**SUPPLIED DATA**
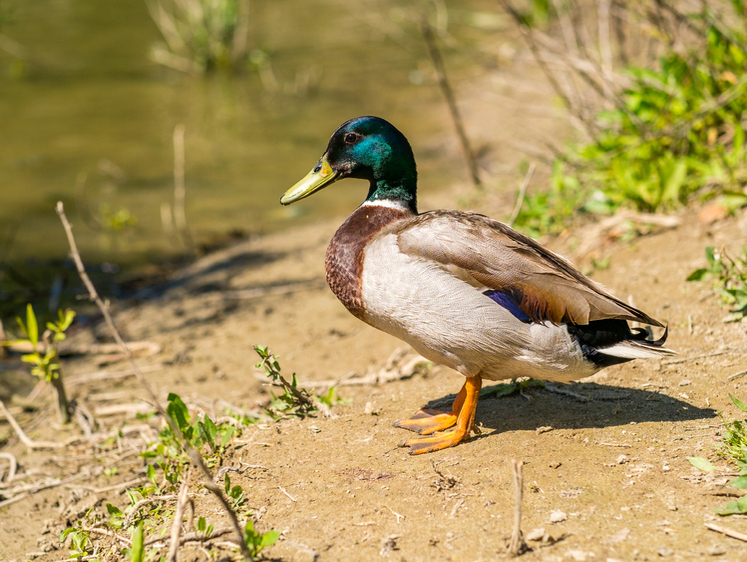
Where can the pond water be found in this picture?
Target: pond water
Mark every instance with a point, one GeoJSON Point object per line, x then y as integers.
{"type": "Point", "coordinates": [88, 119]}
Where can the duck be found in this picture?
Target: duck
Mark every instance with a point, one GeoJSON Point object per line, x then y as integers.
{"type": "Point", "coordinates": [464, 290]}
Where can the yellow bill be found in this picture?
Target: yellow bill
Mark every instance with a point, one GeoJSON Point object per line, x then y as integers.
{"type": "Point", "coordinates": [321, 176]}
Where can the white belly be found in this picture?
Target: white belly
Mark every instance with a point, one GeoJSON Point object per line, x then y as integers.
{"type": "Point", "coordinates": [453, 323]}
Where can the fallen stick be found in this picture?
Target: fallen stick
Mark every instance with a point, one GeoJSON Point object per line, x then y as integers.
{"type": "Point", "coordinates": [200, 537]}
{"type": "Point", "coordinates": [24, 438]}
{"type": "Point", "coordinates": [176, 527]}
{"type": "Point", "coordinates": [193, 454]}
{"type": "Point", "coordinates": [138, 347]}
{"type": "Point", "coordinates": [517, 545]}
{"type": "Point", "coordinates": [105, 375]}
{"type": "Point", "coordinates": [726, 531]}
{"type": "Point", "coordinates": [13, 465]}
{"type": "Point", "coordinates": [522, 194]}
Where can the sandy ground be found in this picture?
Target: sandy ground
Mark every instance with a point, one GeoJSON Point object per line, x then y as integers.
{"type": "Point", "coordinates": [605, 463]}
{"type": "Point", "coordinates": [605, 468]}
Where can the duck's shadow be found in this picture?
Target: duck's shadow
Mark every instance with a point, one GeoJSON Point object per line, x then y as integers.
{"type": "Point", "coordinates": [593, 406]}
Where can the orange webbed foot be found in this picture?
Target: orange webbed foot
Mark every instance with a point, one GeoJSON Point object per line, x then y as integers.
{"type": "Point", "coordinates": [428, 422]}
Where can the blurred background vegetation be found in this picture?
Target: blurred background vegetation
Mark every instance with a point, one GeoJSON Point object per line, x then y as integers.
{"type": "Point", "coordinates": [171, 126]}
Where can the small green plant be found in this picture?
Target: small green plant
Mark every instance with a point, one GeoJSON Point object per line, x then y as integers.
{"type": "Point", "coordinates": [236, 493]}
{"type": "Point", "coordinates": [258, 541]}
{"type": "Point", "coordinates": [80, 542]}
{"type": "Point", "coordinates": [507, 389]}
{"type": "Point", "coordinates": [44, 360]}
{"type": "Point", "coordinates": [294, 401]}
{"type": "Point", "coordinates": [676, 131]}
{"type": "Point", "coordinates": [200, 433]}
{"type": "Point", "coordinates": [734, 448]}
{"type": "Point", "coordinates": [137, 551]}
{"type": "Point", "coordinates": [201, 35]}
{"type": "Point", "coordinates": [117, 221]}
{"type": "Point", "coordinates": [729, 280]}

**EXERCISE AIM**
Turn the records above into a Markdown table with the columns "No." and "Line." Give each non-blank line its own numbered row, and leave the pictures out.

**SOLUTION TO THIS TASK**
| No. | Line |
|---|---|
| 1 | Where can the pond water be found in this picture? |
| 2 | Target: pond water |
| 3 | Mark every instance with a point, one GeoJSON Point object per line, x then y as integers. |
| 4 | {"type": "Point", "coordinates": [88, 119]} |
| 5 | Where can the duck be found in this picture? |
| 6 | Target: duck |
| 7 | Mark every instance with a point, one GeoJSON Point object per line, x then y as integers. |
| 8 | {"type": "Point", "coordinates": [464, 290]} |
| 9 | Where can the yellow bill be found in this picture? |
| 10 | Target: yellow bill |
| 11 | Mark every instance with a point, one GeoJSON Point object per line, x then y as integers. |
| 12 | {"type": "Point", "coordinates": [321, 176]} |
| 13 | Where can the white belly be found in this picture? |
| 14 | Target: white belly |
| 15 | Mark every instance with a point, one GeoJSON Point object per line, x then y as integers. |
| 16 | {"type": "Point", "coordinates": [453, 323]} |
| 17 | Where can the fallen stick be found in this picture? |
| 18 | Target: fallen stick |
| 19 | Mark every instance with a point, one GeoJSON Point object per line, x then y as integers. |
| 20 | {"type": "Point", "coordinates": [200, 537]} |
| 21 | {"type": "Point", "coordinates": [24, 438]} |
| 22 | {"type": "Point", "coordinates": [176, 527]} |
| 23 | {"type": "Point", "coordinates": [193, 454]} |
| 24 | {"type": "Point", "coordinates": [138, 347]} |
| 25 | {"type": "Point", "coordinates": [517, 545]} |
| 26 | {"type": "Point", "coordinates": [105, 375]} |
| 27 | {"type": "Point", "coordinates": [726, 531]} |
| 28 | {"type": "Point", "coordinates": [13, 465]} |
| 29 | {"type": "Point", "coordinates": [522, 194]} |
| 30 | Where can the sandy ground be found in this picture? |
| 31 | Target: sandy ground |
| 32 | Mark every instance with a point, one GeoJSON Point object per line, x then y as integers. |
| 33 | {"type": "Point", "coordinates": [605, 463]} |
| 34 | {"type": "Point", "coordinates": [605, 468]} |
| 35 | Where can the duck's shadow be found in this picture? |
| 36 | Target: duck's shadow |
| 37 | Mark every instance with a point, one GeoJSON Point object per line, x then y as integers. |
| 38 | {"type": "Point", "coordinates": [593, 406]} |
| 39 | Where can the orange webbed foot be found in this picture? |
| 40 | Target: orange webbed foot |
| 41 | Mark every instance with a point, one GeoJSON Point object per line, x then y as integers. |
| 42 | {"type": "Point", "coordinates": [428, 422]} |
| 43 | Where can the blurred background vegetation be found in this picture? |
| 44 | Target: blurred background vegetation |
| 45 | Mark every instance with a point, one GeoJSON Point object per line, x then y as integers. |
| 46 | {"type": "Point", "coordinates": [171, 126]} |
| 47 | Where can the small green plant be found in this picture? |
| 48 | Target: small green plant |
| 49 | Mark every instance with a point, one GeoJSON Point object per line, x then y as integers. |
| 50 | {"type": "Point", "coordinates": [236, 493]} |
| 51 | {"type": "Point", "coordinates": [258, 541]} |
| 52 | {"type": "Point", "coordinates": [80, 542]} |
| 53 | {"type": "Point", "coordinates": [507, 389]} |
| 54 | {"type": "Point", "coordinates": [44, 360]} |
| 55 | {"type": "Point", "coordinates": [294, 401]} |
| 56 | {"type": "Point", "coordinates": [676, 131]} |
| 57 | {"type": "Point", "coordinates": [200, 433]} |
| 58 | {"type": "Point", "coordinates": [734, 448]} |
| 59 | {"type": "Point", "coordinates": [137, 551]} |
| 60 | {"type": "Point", "coordinates": [201, 35]} |
| 61 | {"type": "Point", "coordinates": [117, 221]} |
| 62 | {"type": "Point", "coordinates": [729, 280]} |